**AUFGABEN:**
(1) Beantworte zum Text über Hugo Chávez diese Fragen:
(a) Wer musste nach dem Sendungskonzept Rechenschaft ablegen?
(b) Wogegen demonstrierten indigene Organisationen?
(c) Bei wie vielen Präsidentschaftswahlen fuhr Chávez hohe Ergebnisse ein, und wie lange regierte er?
(2) Schreib aus dem Text über Hugo Chávez die Stelle Wort für Wort ab, die bei „Eben das machte“ anfängt und bei „von Hugo Chávez.“ aufhört.
(3) Fass im Text über Hugo Chávez den Absatz, der mit „Eben das machte das Charisma“ beginnt, als kurze Liste zusammen.

So machte er Politik auf eine showhafte Weise transparent und kostete als
Moderator und Host die Amplitude zwischen der Präsidentenrolle und der
Rolle des Anführers der „Bolivarischen Revolution“ voll aus. Der
repräsentative Ton des Staatsoberhaupts konnte jederzeit umschlagen in eine
aufbrausende Hemdsärmeligkeit des Revolutionärs oder in volksnahe
Lehrstunden zu politischen Fragen. Und natürlich gehörte zum
Sendungskonzept auch, dass Regierungsfunktionäre und politische Beamte
Rechenschaft ablegen mussten.
Eben das machte das Charisma des Comandante Chávez zu der zentralen
politischen Figur, der die diversen Fraktionen der bolivarischen Revolution
in Venezuela zusammenhielt. Wenn die Campesinos auf die Straße gingen, um
eine Landreform einzuklagen, wenn die Bewohner der Barrios Maßnahmen gegen
die grassierende Bandenkriminalität einforderten, wenn indigene
Organisationen gegen den Kohleabbau in ihren Gebieten demonstrierten, dann
protestierten sie gegen Ministerien, lokale Autoritäten oder Funktionäre –
aber immer im Namen von Hugo Chávez.
Der Mehrheit der ärmere Bevölkerung galt Chávez als echter Revolutionär,
als Mann der Basis, der einer tendenziell korrupten und volksfernen
politischen Klasse Beine macht. Das mag zum Teil auch die hohen
Wahlergebnisse erklären, die er bei allen vier Präsidentschaftswahlen
während seiner 14-jährigen Regierungszeit eingefahren hat.

**EINTRÄGE:**
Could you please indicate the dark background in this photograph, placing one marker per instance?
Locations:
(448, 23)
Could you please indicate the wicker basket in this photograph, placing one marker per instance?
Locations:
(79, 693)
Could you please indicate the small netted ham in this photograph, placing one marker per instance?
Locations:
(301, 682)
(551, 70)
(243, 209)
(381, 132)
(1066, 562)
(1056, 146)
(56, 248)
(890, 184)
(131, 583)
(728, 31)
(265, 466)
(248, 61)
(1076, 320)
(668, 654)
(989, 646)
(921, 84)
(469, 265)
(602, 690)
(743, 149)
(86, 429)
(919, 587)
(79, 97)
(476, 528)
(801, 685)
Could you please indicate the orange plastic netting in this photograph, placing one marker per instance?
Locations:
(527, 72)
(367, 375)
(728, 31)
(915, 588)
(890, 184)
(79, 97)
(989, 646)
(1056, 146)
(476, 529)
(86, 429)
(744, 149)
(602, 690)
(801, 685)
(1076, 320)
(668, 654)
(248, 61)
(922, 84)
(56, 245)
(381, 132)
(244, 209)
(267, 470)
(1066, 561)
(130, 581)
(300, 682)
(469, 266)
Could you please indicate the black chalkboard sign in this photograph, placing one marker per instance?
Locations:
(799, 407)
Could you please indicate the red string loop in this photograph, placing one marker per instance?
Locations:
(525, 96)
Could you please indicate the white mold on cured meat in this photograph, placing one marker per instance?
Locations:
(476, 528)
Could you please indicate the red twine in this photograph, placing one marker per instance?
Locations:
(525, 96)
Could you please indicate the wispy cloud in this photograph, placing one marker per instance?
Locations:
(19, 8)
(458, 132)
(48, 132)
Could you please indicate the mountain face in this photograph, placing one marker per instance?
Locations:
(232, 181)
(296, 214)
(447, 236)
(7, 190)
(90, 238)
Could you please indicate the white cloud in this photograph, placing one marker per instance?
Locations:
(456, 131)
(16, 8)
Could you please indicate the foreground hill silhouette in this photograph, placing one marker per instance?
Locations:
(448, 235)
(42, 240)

**ERWARTETE LÖSUNGEN:**
(1)
(a) Regierungsfunktionäre und politische Beamte
(b) Gegen den Kohleabbau in ihren Gebieten
(c) Bei allen vier Präsidentschaftswahlen, in einer 14-jährigen Regierungszeit

(2)
Eben das machte das Charisma des Comandante Chávez zu der zentralen
politischen Figur, der die diversen Fraktionen der bolivarischen Revolution
in Venezuela zusammenhielt. Wenn die Campesinos auf die Straße gingen, um
eine Landreform einzuklagen, wenn die Bewohner der Barrios Maßnahmen gegen
die grassierende Bandenkriminalität einforderten, wenn indigene
Organisationen gegen den Kohleabbau in ihren Gebieten demonstrierten, dann
protestierten sie gegen Ministerien, lokale Autoritäten oder Funktionäre –
aber immer im Namen von Hugo Chávez.

(3)
- Chávez' Charisma machte ihn zur zentralen politischen Figur, die die verschiedenen Fraktionen der bolivarischen Revolution in Venezuela zusammenhielt.
- Proteste richteten sich gegen Ministerien, lokale Autoritäten oder Funktionäre, aber immer im Namen von Chávez:
  - Campesinos forderten eine Landreform.
  - Bewohner der Barrios verlangten Maßnahmen gegen die Bandenkriminalität.
  - Indigene Organisationen demonstrierten gegen den Kohleabbau in ihren Gebieten.